Data supplied
_ _ _ _ _ _ _

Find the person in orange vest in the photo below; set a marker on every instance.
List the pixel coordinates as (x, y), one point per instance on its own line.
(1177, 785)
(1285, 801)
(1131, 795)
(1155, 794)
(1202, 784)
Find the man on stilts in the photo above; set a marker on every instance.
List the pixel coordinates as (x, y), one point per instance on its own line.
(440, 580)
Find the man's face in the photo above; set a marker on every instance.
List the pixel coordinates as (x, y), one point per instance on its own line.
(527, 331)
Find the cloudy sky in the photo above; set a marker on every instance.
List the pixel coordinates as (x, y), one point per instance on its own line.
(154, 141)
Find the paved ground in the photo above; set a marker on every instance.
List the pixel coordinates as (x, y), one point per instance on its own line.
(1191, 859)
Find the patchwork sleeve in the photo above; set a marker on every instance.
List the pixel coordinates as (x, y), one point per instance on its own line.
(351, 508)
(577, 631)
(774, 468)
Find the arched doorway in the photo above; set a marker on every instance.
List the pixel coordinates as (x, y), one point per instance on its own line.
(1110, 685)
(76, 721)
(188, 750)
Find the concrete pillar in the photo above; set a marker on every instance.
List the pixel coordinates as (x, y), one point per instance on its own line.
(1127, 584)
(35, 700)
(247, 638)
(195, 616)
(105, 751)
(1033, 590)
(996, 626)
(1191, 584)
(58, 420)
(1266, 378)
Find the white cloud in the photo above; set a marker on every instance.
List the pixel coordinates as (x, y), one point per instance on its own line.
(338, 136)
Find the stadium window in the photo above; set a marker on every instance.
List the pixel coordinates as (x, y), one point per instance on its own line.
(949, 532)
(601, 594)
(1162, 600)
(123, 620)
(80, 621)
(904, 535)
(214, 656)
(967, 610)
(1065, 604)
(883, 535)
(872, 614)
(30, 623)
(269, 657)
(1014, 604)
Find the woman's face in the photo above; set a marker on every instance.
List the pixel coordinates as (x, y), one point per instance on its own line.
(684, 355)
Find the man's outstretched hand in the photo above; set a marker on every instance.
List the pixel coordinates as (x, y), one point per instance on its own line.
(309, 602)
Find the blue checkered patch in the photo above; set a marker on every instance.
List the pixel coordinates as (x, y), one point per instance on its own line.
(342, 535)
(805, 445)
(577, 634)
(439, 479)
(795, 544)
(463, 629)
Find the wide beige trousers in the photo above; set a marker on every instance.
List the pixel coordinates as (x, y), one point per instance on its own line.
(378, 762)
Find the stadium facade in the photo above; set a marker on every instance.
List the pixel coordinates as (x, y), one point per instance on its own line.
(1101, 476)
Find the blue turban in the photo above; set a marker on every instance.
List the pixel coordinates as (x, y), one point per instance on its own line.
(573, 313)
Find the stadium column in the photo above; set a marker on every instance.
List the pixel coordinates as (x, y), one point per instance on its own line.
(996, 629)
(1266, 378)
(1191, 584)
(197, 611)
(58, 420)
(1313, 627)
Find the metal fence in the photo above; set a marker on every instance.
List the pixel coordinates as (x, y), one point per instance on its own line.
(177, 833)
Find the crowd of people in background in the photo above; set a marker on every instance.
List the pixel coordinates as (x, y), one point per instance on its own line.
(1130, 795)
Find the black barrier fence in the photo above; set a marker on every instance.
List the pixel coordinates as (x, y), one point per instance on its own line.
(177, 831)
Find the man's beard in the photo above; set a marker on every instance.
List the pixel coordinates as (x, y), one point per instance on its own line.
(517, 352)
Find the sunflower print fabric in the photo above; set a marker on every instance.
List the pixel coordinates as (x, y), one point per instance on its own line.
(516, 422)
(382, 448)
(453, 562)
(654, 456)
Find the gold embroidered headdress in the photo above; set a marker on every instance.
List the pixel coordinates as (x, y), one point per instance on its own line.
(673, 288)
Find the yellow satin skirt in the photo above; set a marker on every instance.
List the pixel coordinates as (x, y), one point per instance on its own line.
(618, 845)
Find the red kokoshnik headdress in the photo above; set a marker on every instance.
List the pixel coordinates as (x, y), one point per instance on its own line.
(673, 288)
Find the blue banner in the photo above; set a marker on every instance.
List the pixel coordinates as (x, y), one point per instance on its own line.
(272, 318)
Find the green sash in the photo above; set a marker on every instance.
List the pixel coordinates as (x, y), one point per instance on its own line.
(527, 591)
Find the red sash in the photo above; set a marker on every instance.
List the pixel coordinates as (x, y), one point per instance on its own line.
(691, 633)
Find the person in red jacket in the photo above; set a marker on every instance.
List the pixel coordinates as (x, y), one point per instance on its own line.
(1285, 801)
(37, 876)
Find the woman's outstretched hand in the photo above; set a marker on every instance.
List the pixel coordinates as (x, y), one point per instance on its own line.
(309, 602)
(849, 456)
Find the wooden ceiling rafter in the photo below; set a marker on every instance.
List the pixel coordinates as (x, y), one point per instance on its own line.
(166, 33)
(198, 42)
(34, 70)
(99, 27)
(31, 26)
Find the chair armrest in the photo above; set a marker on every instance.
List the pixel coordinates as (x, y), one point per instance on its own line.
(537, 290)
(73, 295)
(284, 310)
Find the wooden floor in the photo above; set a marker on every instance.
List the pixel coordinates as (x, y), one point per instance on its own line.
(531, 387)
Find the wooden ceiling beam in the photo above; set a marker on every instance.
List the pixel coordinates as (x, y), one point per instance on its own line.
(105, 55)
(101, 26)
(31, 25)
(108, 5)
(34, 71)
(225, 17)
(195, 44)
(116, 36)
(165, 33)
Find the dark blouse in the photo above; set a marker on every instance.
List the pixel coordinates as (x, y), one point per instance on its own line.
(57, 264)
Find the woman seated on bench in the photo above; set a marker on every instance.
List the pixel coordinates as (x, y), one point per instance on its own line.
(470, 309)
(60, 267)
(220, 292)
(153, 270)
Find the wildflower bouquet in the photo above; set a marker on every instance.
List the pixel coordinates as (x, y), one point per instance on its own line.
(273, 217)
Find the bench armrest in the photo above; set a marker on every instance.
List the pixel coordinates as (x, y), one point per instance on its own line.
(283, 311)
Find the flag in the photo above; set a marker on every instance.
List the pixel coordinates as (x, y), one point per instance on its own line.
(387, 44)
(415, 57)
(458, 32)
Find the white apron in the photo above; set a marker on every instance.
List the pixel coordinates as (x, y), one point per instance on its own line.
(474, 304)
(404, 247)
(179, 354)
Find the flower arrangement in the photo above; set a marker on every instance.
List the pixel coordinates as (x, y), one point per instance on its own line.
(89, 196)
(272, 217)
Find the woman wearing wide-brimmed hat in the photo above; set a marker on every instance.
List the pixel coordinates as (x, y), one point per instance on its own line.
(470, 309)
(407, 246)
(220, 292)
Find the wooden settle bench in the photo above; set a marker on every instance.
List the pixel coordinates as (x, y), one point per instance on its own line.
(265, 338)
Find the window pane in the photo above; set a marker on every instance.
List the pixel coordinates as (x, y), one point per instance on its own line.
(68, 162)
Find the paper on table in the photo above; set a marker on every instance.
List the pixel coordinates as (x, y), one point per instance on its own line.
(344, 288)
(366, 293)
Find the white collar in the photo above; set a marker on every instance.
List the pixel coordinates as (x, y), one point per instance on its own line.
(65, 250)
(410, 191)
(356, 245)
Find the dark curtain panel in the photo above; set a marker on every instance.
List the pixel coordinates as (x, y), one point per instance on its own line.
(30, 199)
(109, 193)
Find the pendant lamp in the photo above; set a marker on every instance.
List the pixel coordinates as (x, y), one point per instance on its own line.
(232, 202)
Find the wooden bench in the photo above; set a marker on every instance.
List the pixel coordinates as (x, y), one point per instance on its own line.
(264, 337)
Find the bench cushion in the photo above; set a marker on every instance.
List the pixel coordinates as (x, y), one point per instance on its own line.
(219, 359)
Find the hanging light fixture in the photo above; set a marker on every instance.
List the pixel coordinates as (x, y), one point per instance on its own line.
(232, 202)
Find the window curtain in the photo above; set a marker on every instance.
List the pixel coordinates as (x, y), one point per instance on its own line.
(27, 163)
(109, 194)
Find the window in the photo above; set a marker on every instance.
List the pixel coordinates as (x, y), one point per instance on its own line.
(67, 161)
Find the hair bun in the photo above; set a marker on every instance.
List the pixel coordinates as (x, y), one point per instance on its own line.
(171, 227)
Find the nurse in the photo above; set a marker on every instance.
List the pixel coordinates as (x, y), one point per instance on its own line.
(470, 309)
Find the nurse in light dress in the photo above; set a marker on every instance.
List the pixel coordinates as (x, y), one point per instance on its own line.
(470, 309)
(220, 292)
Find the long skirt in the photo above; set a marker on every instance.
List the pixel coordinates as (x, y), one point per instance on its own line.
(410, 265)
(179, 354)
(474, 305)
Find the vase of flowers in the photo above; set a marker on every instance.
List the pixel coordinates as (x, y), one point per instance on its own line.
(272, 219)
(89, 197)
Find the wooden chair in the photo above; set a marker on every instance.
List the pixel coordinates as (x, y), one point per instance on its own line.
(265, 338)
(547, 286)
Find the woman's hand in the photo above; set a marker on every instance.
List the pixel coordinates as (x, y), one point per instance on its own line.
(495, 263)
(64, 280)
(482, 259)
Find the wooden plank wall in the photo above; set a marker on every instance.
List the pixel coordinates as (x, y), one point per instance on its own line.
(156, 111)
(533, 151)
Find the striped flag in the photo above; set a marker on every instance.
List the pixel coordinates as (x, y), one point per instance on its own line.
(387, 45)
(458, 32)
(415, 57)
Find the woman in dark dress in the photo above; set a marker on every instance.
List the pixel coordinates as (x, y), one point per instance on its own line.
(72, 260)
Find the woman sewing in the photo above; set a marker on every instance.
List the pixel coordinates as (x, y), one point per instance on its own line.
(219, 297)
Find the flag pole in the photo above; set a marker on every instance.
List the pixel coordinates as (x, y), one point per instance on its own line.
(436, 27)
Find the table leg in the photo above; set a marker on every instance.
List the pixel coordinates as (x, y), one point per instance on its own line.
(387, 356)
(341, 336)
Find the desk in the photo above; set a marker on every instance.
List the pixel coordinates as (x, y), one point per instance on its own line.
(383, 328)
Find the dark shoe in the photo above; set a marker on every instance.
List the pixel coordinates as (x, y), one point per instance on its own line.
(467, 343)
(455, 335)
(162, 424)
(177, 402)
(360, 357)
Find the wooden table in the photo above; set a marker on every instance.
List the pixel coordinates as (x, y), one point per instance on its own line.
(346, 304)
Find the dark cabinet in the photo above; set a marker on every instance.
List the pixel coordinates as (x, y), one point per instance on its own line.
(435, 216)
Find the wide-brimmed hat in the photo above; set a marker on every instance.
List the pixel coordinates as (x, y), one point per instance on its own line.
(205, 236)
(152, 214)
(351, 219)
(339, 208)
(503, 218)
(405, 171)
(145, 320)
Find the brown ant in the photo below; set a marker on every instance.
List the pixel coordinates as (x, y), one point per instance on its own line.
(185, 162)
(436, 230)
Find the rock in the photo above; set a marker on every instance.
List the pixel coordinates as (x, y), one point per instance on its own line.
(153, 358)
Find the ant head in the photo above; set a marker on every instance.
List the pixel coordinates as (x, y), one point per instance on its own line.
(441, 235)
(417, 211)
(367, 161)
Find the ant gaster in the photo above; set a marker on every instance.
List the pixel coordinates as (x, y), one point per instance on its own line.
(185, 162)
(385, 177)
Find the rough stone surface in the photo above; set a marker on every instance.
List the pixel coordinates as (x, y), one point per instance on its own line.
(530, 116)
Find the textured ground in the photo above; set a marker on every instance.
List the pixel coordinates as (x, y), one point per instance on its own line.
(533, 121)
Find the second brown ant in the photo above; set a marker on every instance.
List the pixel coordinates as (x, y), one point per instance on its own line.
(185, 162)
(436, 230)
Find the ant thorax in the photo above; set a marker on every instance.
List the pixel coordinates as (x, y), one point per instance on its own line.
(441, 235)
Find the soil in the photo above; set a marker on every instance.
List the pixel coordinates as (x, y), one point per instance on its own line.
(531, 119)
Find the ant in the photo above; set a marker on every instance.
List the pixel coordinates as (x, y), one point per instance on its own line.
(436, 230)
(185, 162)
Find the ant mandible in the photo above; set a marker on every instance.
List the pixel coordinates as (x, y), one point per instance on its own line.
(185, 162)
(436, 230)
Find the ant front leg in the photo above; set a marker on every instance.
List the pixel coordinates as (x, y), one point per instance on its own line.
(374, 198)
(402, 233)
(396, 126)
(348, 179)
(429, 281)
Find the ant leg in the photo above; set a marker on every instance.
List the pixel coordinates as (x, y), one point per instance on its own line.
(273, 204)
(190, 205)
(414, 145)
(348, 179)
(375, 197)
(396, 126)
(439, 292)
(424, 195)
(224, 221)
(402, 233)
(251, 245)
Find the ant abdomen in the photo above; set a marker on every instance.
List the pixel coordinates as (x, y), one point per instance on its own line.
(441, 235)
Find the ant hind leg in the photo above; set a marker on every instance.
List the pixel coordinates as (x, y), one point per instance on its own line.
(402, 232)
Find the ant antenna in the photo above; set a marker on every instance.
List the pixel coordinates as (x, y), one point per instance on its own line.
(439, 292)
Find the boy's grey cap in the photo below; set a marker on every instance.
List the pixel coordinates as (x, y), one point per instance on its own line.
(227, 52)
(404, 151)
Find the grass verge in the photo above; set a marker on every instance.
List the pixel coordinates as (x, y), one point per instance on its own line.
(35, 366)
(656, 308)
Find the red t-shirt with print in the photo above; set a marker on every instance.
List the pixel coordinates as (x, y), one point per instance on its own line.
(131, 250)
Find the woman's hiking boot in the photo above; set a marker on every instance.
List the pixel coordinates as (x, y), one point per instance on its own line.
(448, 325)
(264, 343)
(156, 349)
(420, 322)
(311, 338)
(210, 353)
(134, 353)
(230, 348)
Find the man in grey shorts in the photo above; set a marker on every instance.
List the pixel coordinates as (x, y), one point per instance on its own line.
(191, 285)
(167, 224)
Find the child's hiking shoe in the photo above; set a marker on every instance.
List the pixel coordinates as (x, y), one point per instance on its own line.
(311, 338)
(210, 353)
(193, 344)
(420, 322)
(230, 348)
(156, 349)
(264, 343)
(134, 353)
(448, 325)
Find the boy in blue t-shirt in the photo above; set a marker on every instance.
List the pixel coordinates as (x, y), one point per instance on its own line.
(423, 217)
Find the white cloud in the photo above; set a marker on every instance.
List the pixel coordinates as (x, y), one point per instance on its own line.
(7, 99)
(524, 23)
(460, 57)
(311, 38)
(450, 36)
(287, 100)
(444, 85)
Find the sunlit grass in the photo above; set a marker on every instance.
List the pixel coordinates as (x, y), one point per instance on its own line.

_ _ _ _ _ _ _

Set task
Starting at the beginning of the entries and ending at the line that contains "(1191, 859)", copy out those lines again with "man on stilts" replaced by "performer on stilts" and nothing else changed.

Written reply
Find the person in orange vest in the photo below; set a marker on every instance.
List the pixel coordinates as (x, y), one point per instance on its own line.
(1177, 785)
(1285, 801)
(1131, 795)
(1155, 794)
(1202, 784)
Find the performer on stilts in the photo above; set a marker on every instance.
List the pixel coordinates as (x, y), one point per instance on its own line.
(440, 580)
Find the man's face in the photo above; set a marker on every instance.
List the pixel coordinates as (x, y), one point per instance on its own line.
(527, 331)
Find the cloudy sky in the photo above; set a marker on every instance.
List the pixel coordinates as (x, y), one point per instance on its own line.
(154, 141)
Find the paved ground in the photo above; set a marker on every instance.
List the pixel coordinates as (x, y), one point per instance on its own line.
(1191, 859)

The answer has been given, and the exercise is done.